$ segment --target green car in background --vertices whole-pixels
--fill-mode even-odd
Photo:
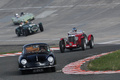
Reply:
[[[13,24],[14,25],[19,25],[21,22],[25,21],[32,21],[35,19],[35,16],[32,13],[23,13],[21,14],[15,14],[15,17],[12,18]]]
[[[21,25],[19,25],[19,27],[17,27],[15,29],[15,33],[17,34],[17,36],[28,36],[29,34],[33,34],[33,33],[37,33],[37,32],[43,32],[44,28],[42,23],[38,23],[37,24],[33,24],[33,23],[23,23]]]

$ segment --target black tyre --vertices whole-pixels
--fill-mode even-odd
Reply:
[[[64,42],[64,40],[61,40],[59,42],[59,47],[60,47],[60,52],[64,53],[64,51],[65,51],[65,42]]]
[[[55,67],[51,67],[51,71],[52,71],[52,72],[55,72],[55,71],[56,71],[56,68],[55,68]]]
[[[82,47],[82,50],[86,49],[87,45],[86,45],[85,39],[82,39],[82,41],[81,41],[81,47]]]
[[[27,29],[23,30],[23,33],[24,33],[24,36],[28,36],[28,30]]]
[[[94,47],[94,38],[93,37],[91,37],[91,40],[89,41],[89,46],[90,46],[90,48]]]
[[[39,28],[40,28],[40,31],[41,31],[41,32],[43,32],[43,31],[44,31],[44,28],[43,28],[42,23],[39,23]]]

┄┄┄┄┄┄┄┄┄┄┄┄┄┄┄┄┄┄┄┄

> _WRITTEN TASK_
Format every line of the items above as a numbered list, skipping blank lines and leaving out the pictures.

> _ANSWER TO THIS TASK_
1. $ segment --target green car in background --vertices whole-pixels
2. --fill-mode even-odd
3. Photo:
4. Reply:
5. [[[13,24],[14,25],[19,25],[21,22],[25,21],[32,21],[35,19],[35,16],[32,13],[23,13],[21,14],[15,14],[15,17],[12,18]]]
6. [[[21,25],[19,25],[19,27],[17,27],[15,29],[15,33],[17,34],[17,36],[28,36],[29,34],[33,34],[33,33],[37,33],[37,32],[43,32],[44,28],[42,23],[38,23],[37,24],[33,24],[33,23],[23,23]]]
7. $ segment --target black tyre --vertices whole-pixels
8. --fill-mode even-odd
9. Reply:
10. [[[64,42],[64,40],[61,40],[59,42],[59,47],[60,47],[60,52],[64,53],[64,51],[65,51],[65,42]]]
11. [[[55,67],[51,67],[51,71],[52,71],[52,72],[55,72],[55,71],[56,71],[56,68],[55,68]]]
12. [[[82,47],[82,50],[86,49],[87,45],[86,45],[85,39],[82,39],[82,41],[81,41],[81,47]]]
13. [[[27,29],[23,30],[23,33],[24,33],[24,36],[28,36],[28,30]]]
14. [[[94,47],[94,38],[93,37],[91,37],[91,40],[89,41],[89,46],[90,46],[90,48]]]
15. [[[39,28],[40,28],[40,31],[41,31],[41,32],[43,32],[43,31],[44,31],[44,28],[43,28],[42,23],[39,23]]]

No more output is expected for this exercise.